Gower's Confessio Amantis is a very substantial poem. Its eight books run to some thirty thousand lines, about twenty-five per cent longer than the Canterbury Tales as we have it. It survives in over forty manuscripts, which preserve two main versions: the earlier recension dedicated to Richard II and the later, more critical of Richard's reign, dedicated instead to Henry of Derby, the future Henry IV. The earlier recension was written about 1390 and the later one about 1392–3. The poem was immediately popular, and very soon translated into portuguese and Spanish, an unusual and expensive undertaking. Caxton printed a version in 1483, and Shakespeare adopted gower as a narrator in his Pericles, which also uses Book VIII of the Confessio as a source for the story of Apollonius.

__Short problem__.
Using the excerpt on Gower's Confessio Amantis, answer these questions.
(a) How many books does the poem have?
(b) To whom is the later recension dedicated?
(c) In what year did Caxton print a version of the poem?

__Listing__.

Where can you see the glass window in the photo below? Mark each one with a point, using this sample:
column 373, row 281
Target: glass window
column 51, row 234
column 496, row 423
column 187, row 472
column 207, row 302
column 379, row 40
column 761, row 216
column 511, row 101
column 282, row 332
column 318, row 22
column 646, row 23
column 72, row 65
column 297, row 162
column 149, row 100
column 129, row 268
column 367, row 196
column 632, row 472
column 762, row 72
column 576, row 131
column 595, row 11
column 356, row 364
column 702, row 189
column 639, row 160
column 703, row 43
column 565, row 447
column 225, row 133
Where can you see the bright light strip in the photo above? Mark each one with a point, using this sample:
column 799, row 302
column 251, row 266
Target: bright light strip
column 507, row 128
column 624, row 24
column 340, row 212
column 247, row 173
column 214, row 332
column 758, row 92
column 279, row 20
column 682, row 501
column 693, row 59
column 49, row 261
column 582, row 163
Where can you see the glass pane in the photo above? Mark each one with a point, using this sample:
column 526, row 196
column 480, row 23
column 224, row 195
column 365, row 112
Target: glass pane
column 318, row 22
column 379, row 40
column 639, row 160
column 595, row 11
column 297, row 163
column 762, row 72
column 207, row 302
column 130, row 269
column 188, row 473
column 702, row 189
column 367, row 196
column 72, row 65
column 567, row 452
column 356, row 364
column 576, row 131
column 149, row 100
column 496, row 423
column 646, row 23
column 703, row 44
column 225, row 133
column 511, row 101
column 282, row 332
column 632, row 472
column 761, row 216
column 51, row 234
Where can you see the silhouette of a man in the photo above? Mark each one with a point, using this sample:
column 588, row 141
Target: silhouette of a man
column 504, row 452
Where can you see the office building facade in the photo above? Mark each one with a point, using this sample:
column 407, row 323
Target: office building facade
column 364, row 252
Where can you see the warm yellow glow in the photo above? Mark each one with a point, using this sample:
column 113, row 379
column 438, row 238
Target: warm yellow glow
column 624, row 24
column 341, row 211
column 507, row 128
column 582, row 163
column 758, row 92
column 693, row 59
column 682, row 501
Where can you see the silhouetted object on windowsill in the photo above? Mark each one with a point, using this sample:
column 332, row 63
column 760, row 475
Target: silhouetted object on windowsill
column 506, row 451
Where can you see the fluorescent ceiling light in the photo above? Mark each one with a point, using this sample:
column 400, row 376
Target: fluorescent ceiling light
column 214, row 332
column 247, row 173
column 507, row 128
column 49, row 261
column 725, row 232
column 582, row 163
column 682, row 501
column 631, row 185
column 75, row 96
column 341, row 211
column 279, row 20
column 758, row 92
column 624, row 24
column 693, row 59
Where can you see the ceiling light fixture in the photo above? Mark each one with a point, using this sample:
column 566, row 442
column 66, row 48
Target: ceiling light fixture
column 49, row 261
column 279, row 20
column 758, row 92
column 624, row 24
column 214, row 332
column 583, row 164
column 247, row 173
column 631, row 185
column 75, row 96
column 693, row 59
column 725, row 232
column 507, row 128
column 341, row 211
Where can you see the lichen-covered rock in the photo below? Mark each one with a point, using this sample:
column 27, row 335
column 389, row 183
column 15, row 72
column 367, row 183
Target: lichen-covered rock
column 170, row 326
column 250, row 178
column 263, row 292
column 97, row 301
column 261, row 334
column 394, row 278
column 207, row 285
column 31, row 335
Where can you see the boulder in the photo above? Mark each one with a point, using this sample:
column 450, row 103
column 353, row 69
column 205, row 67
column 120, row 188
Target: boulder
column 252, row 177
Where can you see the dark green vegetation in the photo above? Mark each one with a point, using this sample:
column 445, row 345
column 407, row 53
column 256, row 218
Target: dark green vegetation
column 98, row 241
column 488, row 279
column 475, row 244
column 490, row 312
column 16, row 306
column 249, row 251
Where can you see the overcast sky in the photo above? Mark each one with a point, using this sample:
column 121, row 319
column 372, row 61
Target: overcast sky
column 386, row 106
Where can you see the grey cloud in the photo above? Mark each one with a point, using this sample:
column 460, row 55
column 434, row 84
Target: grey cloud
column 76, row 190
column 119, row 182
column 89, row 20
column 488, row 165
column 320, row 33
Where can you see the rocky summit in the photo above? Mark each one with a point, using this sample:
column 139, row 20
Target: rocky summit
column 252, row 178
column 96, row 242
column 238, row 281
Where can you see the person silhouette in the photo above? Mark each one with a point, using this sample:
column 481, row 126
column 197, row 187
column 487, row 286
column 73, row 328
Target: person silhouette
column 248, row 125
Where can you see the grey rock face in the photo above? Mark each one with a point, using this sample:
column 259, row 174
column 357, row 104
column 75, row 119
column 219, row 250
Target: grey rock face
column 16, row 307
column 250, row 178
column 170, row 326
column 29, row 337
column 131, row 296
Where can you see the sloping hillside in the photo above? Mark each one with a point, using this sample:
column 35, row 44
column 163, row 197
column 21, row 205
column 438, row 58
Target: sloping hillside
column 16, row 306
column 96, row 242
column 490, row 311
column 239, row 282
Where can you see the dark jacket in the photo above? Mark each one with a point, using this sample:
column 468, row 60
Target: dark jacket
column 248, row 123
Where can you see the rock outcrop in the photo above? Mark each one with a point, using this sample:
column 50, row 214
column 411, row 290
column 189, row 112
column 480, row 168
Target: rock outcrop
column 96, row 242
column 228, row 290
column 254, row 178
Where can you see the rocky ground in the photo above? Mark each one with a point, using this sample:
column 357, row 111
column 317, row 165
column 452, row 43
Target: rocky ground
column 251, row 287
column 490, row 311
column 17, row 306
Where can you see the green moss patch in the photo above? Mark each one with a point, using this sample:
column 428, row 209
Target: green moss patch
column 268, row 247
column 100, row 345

__Solution__.
(a) Eight.
(b) Henry of Derby, the future Henry IV.
(c) 1483.